• Task
A verbatim reproduction of all the entries is needed.

• Data section
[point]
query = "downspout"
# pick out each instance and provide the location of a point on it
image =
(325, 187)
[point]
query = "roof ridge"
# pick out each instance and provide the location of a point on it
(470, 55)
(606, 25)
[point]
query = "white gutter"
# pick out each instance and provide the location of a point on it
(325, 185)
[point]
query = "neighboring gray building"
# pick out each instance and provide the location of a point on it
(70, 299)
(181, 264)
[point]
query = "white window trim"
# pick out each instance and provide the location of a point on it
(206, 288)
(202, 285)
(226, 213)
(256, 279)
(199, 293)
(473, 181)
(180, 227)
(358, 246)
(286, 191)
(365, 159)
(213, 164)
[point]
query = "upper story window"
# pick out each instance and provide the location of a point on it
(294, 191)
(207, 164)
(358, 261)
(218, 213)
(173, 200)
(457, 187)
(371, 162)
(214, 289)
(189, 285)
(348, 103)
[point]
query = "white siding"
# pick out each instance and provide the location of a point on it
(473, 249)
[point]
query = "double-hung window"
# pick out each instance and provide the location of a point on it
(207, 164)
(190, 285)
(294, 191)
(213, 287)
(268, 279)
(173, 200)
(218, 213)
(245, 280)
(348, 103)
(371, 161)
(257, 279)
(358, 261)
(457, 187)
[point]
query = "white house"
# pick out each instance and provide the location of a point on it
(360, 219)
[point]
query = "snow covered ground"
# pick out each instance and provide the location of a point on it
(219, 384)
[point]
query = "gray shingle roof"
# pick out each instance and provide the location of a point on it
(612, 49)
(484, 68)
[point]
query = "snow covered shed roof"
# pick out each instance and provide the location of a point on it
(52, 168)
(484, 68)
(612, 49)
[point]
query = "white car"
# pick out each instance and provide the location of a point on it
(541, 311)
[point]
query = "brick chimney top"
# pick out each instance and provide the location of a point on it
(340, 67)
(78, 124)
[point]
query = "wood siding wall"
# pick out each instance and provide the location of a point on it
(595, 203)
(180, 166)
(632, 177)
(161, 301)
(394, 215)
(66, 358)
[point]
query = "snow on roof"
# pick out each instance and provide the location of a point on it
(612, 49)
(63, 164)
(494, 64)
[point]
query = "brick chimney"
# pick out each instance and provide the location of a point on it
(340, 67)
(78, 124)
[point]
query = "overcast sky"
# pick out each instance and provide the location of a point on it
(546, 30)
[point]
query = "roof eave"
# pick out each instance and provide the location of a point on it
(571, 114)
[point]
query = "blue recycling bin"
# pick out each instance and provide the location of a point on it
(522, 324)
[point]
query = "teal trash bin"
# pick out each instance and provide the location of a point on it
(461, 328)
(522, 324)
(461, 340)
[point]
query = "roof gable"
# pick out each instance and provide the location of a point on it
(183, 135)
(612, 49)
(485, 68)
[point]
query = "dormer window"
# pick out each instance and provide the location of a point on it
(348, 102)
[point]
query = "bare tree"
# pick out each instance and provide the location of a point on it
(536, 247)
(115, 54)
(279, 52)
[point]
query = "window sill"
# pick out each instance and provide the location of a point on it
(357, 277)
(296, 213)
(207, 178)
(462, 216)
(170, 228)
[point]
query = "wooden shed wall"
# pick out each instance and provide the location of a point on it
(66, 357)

• Written answer
[point]
query = "downspout"
# pick out each instance and provide the location of a point on it
image =
(325, 187)
[point]
query = "roof ridge"
# pick out each instance and provide the location of a point on it
(470, 55)
(606, 25)
[point]
query = "white gutter"
# pick out each instance and provide the location of a point on it
(325, 185)
[point]
query = "neighboring gray building"
# pick out each instance and provide the location of a point on it
(70, 299)
(181, 264)
[point]
query = "white window trim"
# pick out each instance and provide the location of a point on it
(206, 288)
(202, 285)
(226, 213)
(256, 279)
(199, 293)
(473, 181)
(180, 227)
(358, 246)
(286, 191)
(365, 159)
(213, 164)
[point]
query = "upper story window"
# pick out each instance and provide the location of a point on it
(294, 191)
(207, 164)
(358, 261)
(218, 213)
(173, 200)
(457, 187)
(371, 162)
(214, 289)
(189, 285)
(348, 103)
[point]
query = "white siding"
# pick out each instance and provide the location of a point on it
(473, 249)
[point]
query = "double-hung window"
# pick out each instance and provide the location of a point on it
(207, 164)
(190, 285)
(294, 191)
(213, 287)
(268, 279)
(173, 200)
(218, 213)
(245, 280)
(348, 103)
(371, 161)
(257, 279)
(358, 261)
(457, 187)
[point]
query = "white house"
# pick out each instance and provide the location of a point on it
(360, 219)
[point]
query = "snow covered ground"
# pick out each instance and provide the location of a point on it
(219, 384)
[point]
query = "gray shingle roof"
# pick out each instance and provide the location of a point on it
(612, 49)
(484, 68)
[point]
query = "snow covered shed roof"
# pick out each instance and provide the location of a point on it
(52, 168)
(484, 68)
(612, 49)
[point]
query = "white car"
# pick out each instance and provide the location of a point on it
(541, 311)
[point]
query = "brick chimney top"
# pick out each instance and provide the location of a point on it
(340, 67)
(78, 124)
[point]
query = "wood siding wall"
# pick out each instance and provide the location of a point on it
(595, 203)
(180, 166)
(632, 177)
(161, 301)
(394, 215)
(66, 358)
[point]
query = "snow on roof"
# pick out each instance and provide the location of a point on it
(612, 49)
(63, 164)
(494, 64)
[point]
query = "brick chimney"
# pick out each instance and provide the location of a point on it
(340, 67)
(78, 124)
[point]
query = "overcast sky"
# pick out each instance and provide the location of a point on it
(546, 30)
[point]
query = "roof eave"
# pick out each instance and provide the location of a point on it
(571, 114)
[point]
query = "blue recycling bin"
# pick out each instance and provide the location of a point on it
(522, 324)
[point]
query = "teal trash bin"
# pick out each instance and provide the location of a point on it
(461, 328)
(522, 324)
(461, 340)
[point]
query = "roof gable"
# pick out each instance and provide the location of a point on it
(183, 135)
(612, 49)
(485, 68)
[point]
query = "dormer window"
# pick out each instance and provide the location of a point on it
(348, 102)
[point]
query = "bare tree"
# pick out each instance and provide the location of a point on it
(536, 247)
(115, 54)
(279, 52)
[point]
query = "window sill"
# pick out each instance and provide the location of a point on it
(357, 277)
(296, 213)
(207, 178)
(462, 216)
(170, 228)
[point]
query = "wooden shed wall"
# pick out each instance and provide the location of a point on it
(66, 357)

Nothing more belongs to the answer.